::: Available data :::

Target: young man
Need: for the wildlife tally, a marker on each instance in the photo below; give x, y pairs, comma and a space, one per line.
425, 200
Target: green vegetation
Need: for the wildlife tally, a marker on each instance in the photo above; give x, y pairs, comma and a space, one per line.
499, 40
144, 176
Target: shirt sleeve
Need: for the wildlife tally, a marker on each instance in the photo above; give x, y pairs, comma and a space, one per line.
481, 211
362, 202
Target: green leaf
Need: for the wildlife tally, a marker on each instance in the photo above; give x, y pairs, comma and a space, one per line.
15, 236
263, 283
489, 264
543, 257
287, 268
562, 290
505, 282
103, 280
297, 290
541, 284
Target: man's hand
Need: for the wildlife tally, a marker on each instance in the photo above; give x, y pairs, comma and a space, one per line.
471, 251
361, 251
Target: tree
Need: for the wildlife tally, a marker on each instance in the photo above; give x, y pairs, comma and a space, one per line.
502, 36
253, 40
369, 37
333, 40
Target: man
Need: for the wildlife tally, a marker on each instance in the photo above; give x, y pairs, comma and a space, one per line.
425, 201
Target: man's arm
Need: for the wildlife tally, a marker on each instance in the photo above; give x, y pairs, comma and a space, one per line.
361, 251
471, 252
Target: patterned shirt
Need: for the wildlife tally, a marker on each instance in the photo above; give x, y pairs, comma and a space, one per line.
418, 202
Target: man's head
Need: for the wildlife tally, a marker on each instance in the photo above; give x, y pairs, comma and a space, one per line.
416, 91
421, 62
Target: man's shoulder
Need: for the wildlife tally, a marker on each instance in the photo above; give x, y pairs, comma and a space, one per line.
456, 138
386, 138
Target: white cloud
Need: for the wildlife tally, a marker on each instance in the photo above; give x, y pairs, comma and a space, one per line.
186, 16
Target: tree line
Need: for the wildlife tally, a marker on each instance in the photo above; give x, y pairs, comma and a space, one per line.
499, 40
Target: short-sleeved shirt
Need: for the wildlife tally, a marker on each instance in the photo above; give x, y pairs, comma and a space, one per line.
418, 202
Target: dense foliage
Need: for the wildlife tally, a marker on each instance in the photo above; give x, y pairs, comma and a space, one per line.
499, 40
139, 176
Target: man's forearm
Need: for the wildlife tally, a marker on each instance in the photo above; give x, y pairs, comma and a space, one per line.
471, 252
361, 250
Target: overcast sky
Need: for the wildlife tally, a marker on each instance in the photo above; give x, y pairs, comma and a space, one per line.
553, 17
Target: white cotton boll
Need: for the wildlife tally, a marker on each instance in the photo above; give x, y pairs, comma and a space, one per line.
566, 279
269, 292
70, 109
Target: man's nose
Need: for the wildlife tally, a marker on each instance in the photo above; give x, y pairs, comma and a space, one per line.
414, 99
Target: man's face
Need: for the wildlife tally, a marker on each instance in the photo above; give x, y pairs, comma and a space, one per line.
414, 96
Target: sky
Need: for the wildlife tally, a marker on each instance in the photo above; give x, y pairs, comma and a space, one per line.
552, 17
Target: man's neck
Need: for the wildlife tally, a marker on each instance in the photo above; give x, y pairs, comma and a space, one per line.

:::

Your task is to restate, word for word, the lines from the beginning of the records to the line with "Target: shirt sleeve", inclusive.

Target: young man
Need: for the wildlife tally, a marker on each instance in the photo below; give x, y pairs, comma and a space, one per line.
425, 200
Target: green vegetation
Need: for the wildlife tally, a marker on each instance in the photo above; give x, y pairs, comma and a space, one per line.
499, 40
144, 176
Target: shirt sleeve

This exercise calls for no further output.